• _Activity_:
Exactly as they appear, output all of the entries.

Entries taken from a collection
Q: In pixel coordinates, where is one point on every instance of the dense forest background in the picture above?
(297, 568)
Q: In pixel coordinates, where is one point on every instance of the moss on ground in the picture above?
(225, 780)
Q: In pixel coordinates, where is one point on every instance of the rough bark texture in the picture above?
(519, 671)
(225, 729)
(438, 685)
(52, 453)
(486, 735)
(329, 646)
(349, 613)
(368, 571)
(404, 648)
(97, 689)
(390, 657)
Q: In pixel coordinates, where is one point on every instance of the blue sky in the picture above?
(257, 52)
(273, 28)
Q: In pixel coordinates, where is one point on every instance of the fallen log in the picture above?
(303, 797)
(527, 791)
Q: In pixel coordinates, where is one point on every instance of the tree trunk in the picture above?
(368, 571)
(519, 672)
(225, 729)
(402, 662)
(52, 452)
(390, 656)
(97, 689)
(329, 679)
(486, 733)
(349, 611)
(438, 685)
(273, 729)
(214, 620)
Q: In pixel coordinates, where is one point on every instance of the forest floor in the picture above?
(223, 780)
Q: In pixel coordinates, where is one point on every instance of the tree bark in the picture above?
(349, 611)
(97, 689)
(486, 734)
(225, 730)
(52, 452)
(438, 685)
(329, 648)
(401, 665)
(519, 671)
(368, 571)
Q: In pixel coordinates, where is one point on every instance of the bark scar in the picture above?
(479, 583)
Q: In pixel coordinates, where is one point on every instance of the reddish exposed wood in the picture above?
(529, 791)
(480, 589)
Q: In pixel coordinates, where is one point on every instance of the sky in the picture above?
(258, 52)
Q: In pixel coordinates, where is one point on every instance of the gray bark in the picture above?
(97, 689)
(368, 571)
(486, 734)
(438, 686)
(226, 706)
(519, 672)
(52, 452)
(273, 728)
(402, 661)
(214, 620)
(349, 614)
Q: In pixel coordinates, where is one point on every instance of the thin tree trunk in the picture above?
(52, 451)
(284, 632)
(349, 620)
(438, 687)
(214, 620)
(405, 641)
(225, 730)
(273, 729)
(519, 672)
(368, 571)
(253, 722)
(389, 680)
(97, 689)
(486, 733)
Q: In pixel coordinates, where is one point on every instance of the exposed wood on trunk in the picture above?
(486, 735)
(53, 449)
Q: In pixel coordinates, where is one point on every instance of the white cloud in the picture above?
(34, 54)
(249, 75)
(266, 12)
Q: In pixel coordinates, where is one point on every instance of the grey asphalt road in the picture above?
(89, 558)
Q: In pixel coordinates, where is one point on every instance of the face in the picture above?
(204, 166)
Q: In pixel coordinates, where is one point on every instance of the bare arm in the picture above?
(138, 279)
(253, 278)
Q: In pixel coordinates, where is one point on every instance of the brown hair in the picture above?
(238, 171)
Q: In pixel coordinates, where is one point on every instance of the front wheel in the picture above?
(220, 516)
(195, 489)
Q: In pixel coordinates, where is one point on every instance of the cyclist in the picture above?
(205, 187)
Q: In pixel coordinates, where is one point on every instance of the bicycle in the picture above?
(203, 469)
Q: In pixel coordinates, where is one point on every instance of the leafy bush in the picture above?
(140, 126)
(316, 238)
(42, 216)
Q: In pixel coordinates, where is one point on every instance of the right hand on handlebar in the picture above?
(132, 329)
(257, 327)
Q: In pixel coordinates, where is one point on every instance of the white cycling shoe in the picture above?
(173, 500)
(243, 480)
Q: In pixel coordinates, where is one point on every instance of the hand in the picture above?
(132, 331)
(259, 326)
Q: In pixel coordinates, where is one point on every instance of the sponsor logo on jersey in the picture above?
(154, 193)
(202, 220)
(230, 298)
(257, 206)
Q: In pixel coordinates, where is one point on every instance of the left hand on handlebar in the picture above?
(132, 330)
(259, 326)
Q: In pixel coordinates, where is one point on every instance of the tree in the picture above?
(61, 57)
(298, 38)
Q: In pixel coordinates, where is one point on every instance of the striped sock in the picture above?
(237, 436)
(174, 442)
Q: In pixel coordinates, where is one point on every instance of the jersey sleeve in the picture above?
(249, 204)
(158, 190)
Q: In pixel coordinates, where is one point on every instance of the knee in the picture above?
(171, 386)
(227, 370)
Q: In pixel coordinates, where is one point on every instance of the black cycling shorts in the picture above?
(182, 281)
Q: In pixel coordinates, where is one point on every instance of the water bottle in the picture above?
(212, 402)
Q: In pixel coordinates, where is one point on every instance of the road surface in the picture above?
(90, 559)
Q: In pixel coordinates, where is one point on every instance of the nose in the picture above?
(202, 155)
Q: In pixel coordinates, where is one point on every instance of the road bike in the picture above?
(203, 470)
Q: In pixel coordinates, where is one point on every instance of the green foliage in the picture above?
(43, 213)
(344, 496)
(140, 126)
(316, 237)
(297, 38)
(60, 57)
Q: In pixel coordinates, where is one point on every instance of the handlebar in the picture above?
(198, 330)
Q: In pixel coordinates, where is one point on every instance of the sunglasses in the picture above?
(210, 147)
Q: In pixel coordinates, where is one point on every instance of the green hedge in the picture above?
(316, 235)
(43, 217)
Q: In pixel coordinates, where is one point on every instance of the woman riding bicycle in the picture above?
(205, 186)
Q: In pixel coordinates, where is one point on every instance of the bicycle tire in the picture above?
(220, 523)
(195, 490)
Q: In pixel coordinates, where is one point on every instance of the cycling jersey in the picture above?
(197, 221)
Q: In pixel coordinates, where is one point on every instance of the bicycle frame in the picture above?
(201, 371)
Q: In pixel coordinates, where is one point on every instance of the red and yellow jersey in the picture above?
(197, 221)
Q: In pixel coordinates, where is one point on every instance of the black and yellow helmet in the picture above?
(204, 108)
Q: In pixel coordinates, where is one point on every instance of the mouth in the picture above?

• _Task answer_:
Q: In pixel coordinates, where is one point on every instance of the dense forest background in the picture above?
(297, 568)
Q: In pixel coordinates, where is one point on every instance of the moss on ground in the picture above?
(225, 780)
Q: In pixel coordinates, where is one point on every instance of the rough bark texture in the picture above?
(519, 671)
(225, 729)
(438, 685)
(52, 453)
(486, 735)
(329, 646)
(349, 613)
(368, 571)
(404, 648)
(97, 689)
(390, 657)
Q: In pixel coordinates, where is one point on every instance of the blue sky in the picture above?
(257, 52)
(273, 28)
Q: In pixel coordinates, where is one point on every instance of the fallen log in the picture above?
(303, 797)
(527, 791)
Q: In pixel coordinates, where is one point on every instance of the tree trunk in the picture above?
(368, 571)
(519, 672)
(225, 729)
(402, 662)
(52, 452)
(390, 656)
(97, 689)
(329, 679)
(486, 733)
(349, 611)
(438, 685)
(273, 729)
(214, 620)
Q: In pixel coordinates, where is one point on every instance of the forest floor in the picture above?
(223, 780)
Q: In pixel coordinates, where is one point on every instance of the tree bark in the picture above?
(349, 611)
(97, 689)
(486, 734)
(225, 730)
(52, 452)
(438, 685)
(329, 648)
(401, 665)
(519, 671)
(368, 571)
Q: In pixel coordinates, where is one point on every instance of the bark scar in the picture above?
(479, 583)
Q: In pixel coordinates, where is one point on every instance of the reddish exposed wood in the picture above?
(529, 791)
(480, 589)
Q: In pixel coordinates, where is one point on every instance of the sky in the picture above?
(258, 52)
Q: In pixel coordinates, where is one point on every instance of the gray bark in the picture above?
(97, 689)
(368, 571)
(486, 734)
(438, 686)
(226, 706)
(519, 672)
(52, 452)
(273, 728)
(402, 661)
(214, 620)
(349, 614)
Q: In pixel coordinates, where is one point on every instance of the thin tree trunk in the picture above?
(52, 451)
(284, 632)
(349, 620)
(438, 687)
(214, 620)
(405, 641)
(225, 730)
(273, 729)
(519, 672)
(368, 571)
(253, 722)
(389, 680)
(97, 689)
(486, 733)
Q: In pixel coordinates, where is one point on every instance of the exposed wood on trunk in the picture above?
(486, 735)
(53, 449)
Q: In pixel coordinates, where is one point on every instance of the white cloud in the picture above?
(34, 54)
(249, 75)
(266, 12)
Q: In pixel coordinates, where is one point on every instance of the grey asphalt road in the picture above?
(89, 558)
Q: In pixel coordinates, where is one point on every instance of the face in the picture above?
(204, 166)
Q: In pixel coordinates, where is one point on every instance of the bare arm in the picture above?
(138, 279)
(253, 278)
Q: In pixel coordinates, where is one point on every instance of the brown hair in the picture above?
(238, 171)
Q: In pixel coordinates, where is one point on every instance of the front wheel in the picture above?
(220, 516)
(195, 489)
Q: In pixel coordinates, where is one point on every instance of the cyclist in the picture above?
(205, 187)
Q: In pixel coordinates, where is one point on every instance of the bicycle in the picture above?
(203, 469)
Q: In pixel coordinates, where is one point on every instance of the leafy bush in the picture above?
(140, 126)
(316, 238)
(42, 216)
Q: In pixel coordinates, where is one point on every instance of the right hand on handlebar in the picture above?
(132, 329)
(257, 327)
Q: In pixel coordinates, where is one point on every instance of the white cycling shoe in the picture above?
(173, 500)
(243, 480)
Q: In pixel coordinates, where is one point on every instance of the hand in the picture above?
(132, 331)
(259, 326)
Q: In pixel coordinates, where is one point on every instance of the sponsor logo on jersey in the picture above?
(154, 193)
(202, 220)
(230, 298)
(257, 206)
Q: In pixel coordinates, where is one point on every instance of the left hand on handlebar in the picture above?
(132, 330)
(259, 326)
Q: In pixel coordinates, where is one point on every instance of the tree in the picture above?
(61, 57)
(298, 38)
Q: In pixel coordinates, where is one point on every instance of the striped sock in the picture above?
(237, 436)
(174, 442)
Q: In pixel coordinates, where is one point on every instance of the jersey sleeve in the picture above?
(249, 204)
(158, 190)
Q: In pixel coordinates, where is one point on every instance of the knee in the picture above?
(171, 386)
(227, 370)
Q: In pixel coordinates, where is one point on every instance of the black cycling shorts in the picture above?
(182, 281)
Q: In pixel coordinates, where is one point on every instance of the water bottle in the picture above?
(212, 402)
Q: In pixel coordinates, where is one point on every instance of the road surface in the picture above?
(90, 559)
Q: In pixel coordinates, where is one point on every instance of the nose in the picture above?
(202, 155)
Q: In pixel coordinates, where is one point on every instance of the road bike in the picture above?
(203, 470)
Q: In pixel coordinates, where is one point on every instance of the green foliage in the picture above?
(43, 213)
(344, 496)
(140, 126)
(316, 237)
(297, 38)
(60, 57)
Q: In pixel coordinates, where is one point on every instance of the handlebar in the picture above?
(198, 330)
Q: In pixel coordinates, where is one point on every instance of the sunglasses in the picture above?
(210, 147)
Q: In pixel coordinates, where is one point on every instance of the green hedge in the picture above?
(316, 235)
(43, 217)
Q: In pixel coordinates, where is one point on every instance of the woman riding bicycle in the picture above?
(205, 186)
Q: In pixel coordinates, where is one point on every instance of the bicycle tire in the picture above?
(220, 523)
(195, 490)
Q: In pixel coordinates, where is one point on every instance of the cycling jersey in the picture above?
(197, 221)
Q: In pixel coordinates, where is one point on every instance of the bicycle frame in the picture above?
(201, 371)
Q: In pixel coordinates, where is one point on every instance of the red and yellow jersey in the picture above?
(197, 221)
Q: In pixel coordinates, where is one point on every instance of the black and yellow helmet in the picture above?
(204, 108)
Q: In pixel coordinates, where is one point on every instance of the mouth in the picture above?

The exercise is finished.